**Activity**
The expected output is a copy of every line in the records with the string "fits".

*** Given entries ***

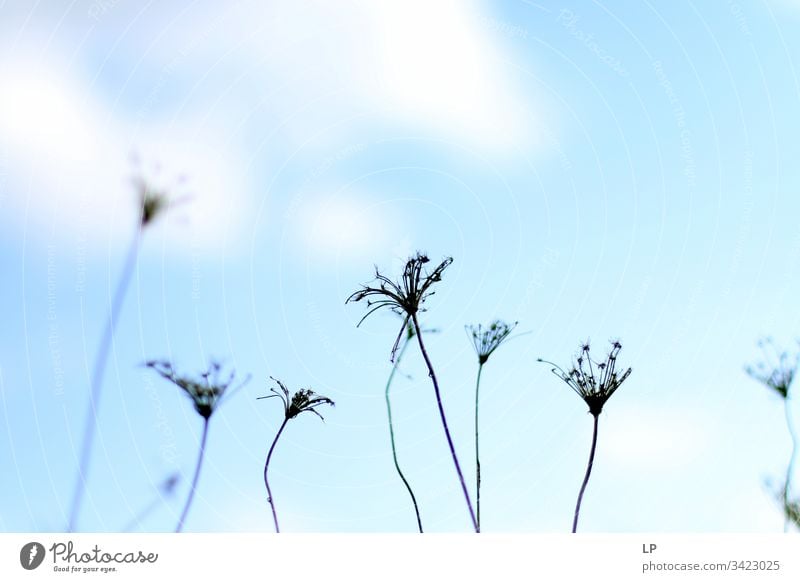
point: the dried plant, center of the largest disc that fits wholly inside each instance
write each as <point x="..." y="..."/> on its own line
<point x="152" y="203"/>
<point x="304" y="400"/>
<point x="207" y="392"/>
<point x="777" y="371"/>
<point x="595" y="382"/>
<point x="486" y="341"/>
<point x="407" y="298"/>
<point x="410" y="333"/>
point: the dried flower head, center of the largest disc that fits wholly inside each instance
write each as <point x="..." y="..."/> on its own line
<point x="304" y="400"/>
<point x="487" y="340"/>
<point x="405" y="297"/>
<point x="156" y="194"/>
<point x="776" y="371"/>
<point x="593" y="381"/>
<point x="206" y="392"/>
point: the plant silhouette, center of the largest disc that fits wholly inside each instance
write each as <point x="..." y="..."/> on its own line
<point x="410" y="333"/>
<point x="304" y="400"/>
<point x="407" y="298"/>
<point x="165" y="489"/>
<point x="206" y="393"/>
<point x="152" y="203"/>
<point x="485" y="341"/>
<point x="777" y="371"/>
<point x="595" y="382"/>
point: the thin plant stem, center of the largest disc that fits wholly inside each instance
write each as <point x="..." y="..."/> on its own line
<point x="200" y="457"/>
<point x="139" y="517"/>
<point x="477" y="450"/>
<point x="90" y="425"/>
<point x="588" y="472"/>
<point x="787" y="487"/>
<point x="266" y="479"/>
<point x="391" y="434"/>
<point x="432" y="375"/>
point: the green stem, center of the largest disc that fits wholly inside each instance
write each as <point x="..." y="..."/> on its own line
<point x="266" y="479"/>
<point x="477" y="450"/>
<point x="196" y="477"/>
<point x="90" y="425"/>
<point x="432" y="375"/>
<point x="586" y="478"/>
<point x="391" y="435"/>
<point x="787" y="488"/>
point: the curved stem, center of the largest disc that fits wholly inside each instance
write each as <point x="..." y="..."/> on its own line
<point x="266" y="480"/>
<point x="586" y="478"/>
<point x="90" y="425"/>
<point x="787" y="487"/>
<point x="391" y="434"/>
<point x="477" y="450"/>
<point x="200" y="457"/>
<point x="432" y="374"/>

*** End of Given entries ***

**Written reply**
point: the dried plant, center of the largest disc that fits wholly inside each instance
point: the dried flower head, center of the largest disc that fits wholly inside each instance
point: the plant silhouette, center of the largest disc that fits wholly inside each instance
point: the thin plant stem, center of the largest disc that fits wholly inside each instance
point: the green stem, center of the largest disc that fits wholly inside each instance
point: the curved stem, center of the largest disc that fits wholly inside each instance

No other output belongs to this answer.